• PROBLEM TO SOLVE
Convert every line of the records below into a Markdown table with the columns "No." and "Record text": put a running row number in the first and the line itself in the second. Skip blank lines, and omit the pictures from the table.

>> begin

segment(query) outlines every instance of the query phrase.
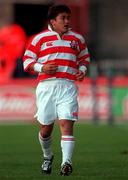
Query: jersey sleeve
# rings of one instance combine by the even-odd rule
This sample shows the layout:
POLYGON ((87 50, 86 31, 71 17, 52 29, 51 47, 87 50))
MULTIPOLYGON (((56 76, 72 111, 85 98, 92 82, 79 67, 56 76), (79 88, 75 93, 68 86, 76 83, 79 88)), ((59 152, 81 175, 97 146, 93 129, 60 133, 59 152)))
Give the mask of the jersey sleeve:
POLYGON ((23 56, 23 67, 25 71, 28 71, 29 67, 37 62, 39 49, 40 42, 35 36, 28 42, 27 48, 23 56))
POLYGON ((79 42, 79 54, 78 54, 78 64, 81 65, 88 65, 90 63, 90 54, 88 52, 87 45, 85 43, 84 38, 81 36, 79 42))

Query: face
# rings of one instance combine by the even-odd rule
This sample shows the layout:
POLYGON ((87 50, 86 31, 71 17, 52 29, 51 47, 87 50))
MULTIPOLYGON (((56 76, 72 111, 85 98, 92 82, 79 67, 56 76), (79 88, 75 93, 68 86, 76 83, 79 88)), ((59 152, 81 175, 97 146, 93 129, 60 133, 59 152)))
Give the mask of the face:
POLYGON ((51 20, 53 30, 60 35, 66 33, 70 27, 70 14, 60 13, 55 19, 51 20))

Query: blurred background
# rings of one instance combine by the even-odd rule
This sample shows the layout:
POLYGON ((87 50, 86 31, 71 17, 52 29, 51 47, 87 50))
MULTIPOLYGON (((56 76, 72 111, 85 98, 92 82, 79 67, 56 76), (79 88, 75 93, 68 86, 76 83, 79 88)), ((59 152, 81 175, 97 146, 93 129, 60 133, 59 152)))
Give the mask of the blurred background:
POLYGON ((26 42, 47 27, 54 3, 72 10, 72 27, 91 54, 87 78, 80 87, 80 119, 92 122, 128 120, 128 1, 0 0, 0 121, 32 121, 36 111, 36 75, 23 71, 26 42))

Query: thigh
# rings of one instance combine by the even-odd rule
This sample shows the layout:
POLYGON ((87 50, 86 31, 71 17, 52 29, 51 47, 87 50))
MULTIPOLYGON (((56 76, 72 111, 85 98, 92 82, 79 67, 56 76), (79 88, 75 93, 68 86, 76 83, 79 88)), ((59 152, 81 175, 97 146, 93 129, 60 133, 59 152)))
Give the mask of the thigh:
POLYGON ((73 84, 61 91, 62 97, 57 105, 58 119, 76 121, 78 119, 77 87, 73 84))
POLYGON ((40 84, 36 90, 37 120, 44 125, 49 125, 56 119, 56 105, 54 101, 54 87, 40 84))

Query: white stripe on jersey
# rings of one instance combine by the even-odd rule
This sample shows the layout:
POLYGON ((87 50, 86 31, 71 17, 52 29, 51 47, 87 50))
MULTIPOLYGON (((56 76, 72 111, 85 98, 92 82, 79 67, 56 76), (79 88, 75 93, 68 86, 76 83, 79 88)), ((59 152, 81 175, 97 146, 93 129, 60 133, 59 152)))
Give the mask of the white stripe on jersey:
POLYGON ((43 37, 48 37, 48 36, 53 36, 53 35, 55 35, 55 31, 42 32, 34 37, 34 39, 32 40, 32 45, 35 46, 43 37))
POLYGON ((74 35, 75 37, 77 37, 81 41, 82 44, 85 43, 85 40, 84 40, 83 36, 78 34, 78 33, 76 33, 76 32, 69 31, 68 35, 74 35))
MULTIPOLYGON (((56 41, 49 41, 49 42, 52 43, 51 48, 52 47, 69 47, 69 48, 71 48, 71 41, 56 40, 56 41)), ((47 46, 47 42, 46 42, 46 43, 41 45, 40 50, 44 50, 44 49, 46 50, 48 48, 49 47, 47 46)))
POLYGON ((48 60, 63 59, 76 62, 76 56, 69 53, 53 53, 37 59, 37 62, 45 63, 48 60))
POLYGON ((34 59, 26 59, 23 63, 24 69, 26 69, 29 66, 29 64, 31 64, 33 62, 36 62, 36 61, 34 59))
POLYGON ((36 55, 34 52, 30 51, 30 50, 26 50, 24 55, 25 55, 25 56, 32 57, 32 58, 34 58, 34 59, 37 58, 37 55, 36 55))
POLYGON ((78 58, 81 58, 82 56, 84 56, 86 54, 88 54, 88 49, 87 48, 80 52, 80 54, 78 55, 78 58))

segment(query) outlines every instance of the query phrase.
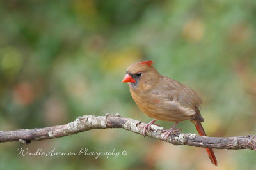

>> end

• SOLUTION FOR THIS PROBLEM
| No. | Record text |
|---|---|
| 1 | segment(query) outlines every instance of the query phrase. |
| 2 | Query: jersey sleeve |
| 3 | # rings of one instance combine by the even-odd rule |
| 4 | This sample shows the layout: |
| 5 | POLYGON ((87 50, 86 31, 71 17, 52 29, 51 47, 87 50)) |
| 6 | MULTIPOLYGON (((56 76, 72 111, 85 98, 92 82, 79 67, 56 76), (79 88, 75 93, 68 86, 76 83, 79 88)), ((59 152, 81 175, 97 146, 93 129, 60 133, 59 152))) |
| 7 | Give the mask of the jersey sleeve: |
| 8 | POLYGON ((23 56, 23 67, 25 71, 28 71, 29 67, 37 62, 39 49, 40 42, 35 36, 28 42, 27 48, 23 56)) |
| 9 | POLYGON ((79 42, 79 54, 78 54, 78 64, 81 65, 88 65, 90 63, 90 54, 88 52, 87 45, 85 43, 84 38, 81 36, 79 42)) |
| 10 | Query: face |
| 11 | # rings of one instance combine by the even-odd rule |
| 12 | This sample shows the layout: |
| 13 | POLYGON ((87 50, 86 31, 71 17, 52 29, 51 47, 87 50)) |
| 14 | MULTIPOLYGON (((56 76, 72 111, 85 98, 92 82, 79 67, 56 76), (79 88, 75 93, 68 86, 76 83, 79 88)), ((59 152, 81 175, 97 146, 93 129, 60 133, 59 152))) |
| 15 | Give the mask of the face: |
| 16 | POLYGON ((51 20, 53 30, 60 35, 66 33, 70 27, 70 14, 60 13, 55 19, 51 20)) |
| 17 | Query: blurred background |
| 18 | # rings of one instance combine by the even-odd rule |
| 19 | This sample shows the layout: |
| 20 | POLYGON ((87 50, 86 31, 71 17, 52 29, 51 47, 87 50)) |
| 21 | MULTIPOLYGON (((56 76, 72 111, 85 98, 92 82, 79 67, 56 76), (79 88, 75 93, 68 86, 76 83, 79 88)), ((59 152, 81 175, 97 146, 93 129, 60 133, 59 152))) |
| 22 | Give the mask of the blurred background: |
| 23 | POLYGON ((26 42, 47 27, 54 3, 72 10, 72 27, 91 54, 87 78, 80 87, 80 119, 92 122, 128 120, 128 1, 0 0, 0 121, 32 121, 36 111, 36 75, 23 71, 26 42)) |
| 24 | Query: thigh |
| 25 | # rings of one instance combine by the even-odd rule |
| 26 | This sample shows the layout: |
| 27 | POLYGON ((87 50, 86 31, 71 17, 52 29, 51 47, 87 50)) |
| 28 | MULTIPOLYGON (((56 76, 72 111, 85 98, 92 82, 79 67, 56 76), (79 88, 75 93, 68 86, 76 83, 79 88)), ((59 152, 81 175, 97 146, 93 129, 60 133, 59 152))) |
| 29 | Give the mask of the thigh: |
| 30 | POLYGON ((73 84, 61 91, 62 97, 57 105, 58 119, 76 121, 78 119, 77 87, 73 84)) |
| 31 | POLYGON ((40 84, 36 90, 37 120, 44 125, 49 125, 56 119, 56 105, 54 101, 54 87, 40 84)) |
| 32 | Query: white stripe on jersey |
| 33 | # rings of one instance combine by the even-odd rule |
| 34 | This sample shows the layout: |
| 35 | POLYGON ((87 50, 86 31, 71 17, 52 29, 51 47, 87 50)) |
| 36 | MULTIPOLYGON (((56 76, 72 111, 85 98, 92 82, 79 67, 56 76), (79 88, 75 93, 68 86, 76 83, 79 88)), ((59 152, 81 175, 97 146, 93 129, 60 133, 59 152))) |
| 37 | Give the mask of the white stripe on jersey: |
| 38 | POLYGON ((43 37, 48 37, 48 36, 53 36, 53 35, 55 35, 55 31, 42 32, 34 37, 34 39, 32 40, 32 45, 35 46, 43 37)) |
| 39 | POLYGON ((74 35, 75 37, 77 37, 81 41, 82 44, 85 43, 85 40, 84 40, 83 36, 78 34, 78 33, 76 33, 76 32, 69 31, 68 35, 74 35)) |
| 40 | MULTIPOLYGON (((56 41, 49 41, 49 42, 52 43, 51 48, 52 47, 69 47, 69 48, 71 48, 71 41, 56 40, 56 41)), ((47 46, 47 42, 46 42, 46 43, 41 45, 40 50, 44 50, 44 49, 46 50, 48 48, 49 47, 47 46))) |
| 41 | POLYGON ((48 60, 63 59, 76 62, 76 56, 69 53, 53 53, 37 59, 37 62, 45 63, 48 60)) |
| 42 | POLYGON ((34 59, 26 59, 23 63, 24 69, 26 69, 29 66, 29 64, 31 64, 33 62, 36 62, 36 61, 34 59)) |
| 43 | POLYGON ((36 55, 34 52, 30 51, 30 50, 26 50, 24 55, 25 55, 25 56, 32 57, 32 58, 34 58, 34 59, 37 58, 37 55, 36 55)) |
| 44 | POLYGON ((78 58, 81 58, 82 56, 84 56, 86 54, 88 54, 88 49, 87 48, 80 52, 80 54, 78 55, 78 58)) |
| 45 | segment(query) outlines every instance of the query phrase. |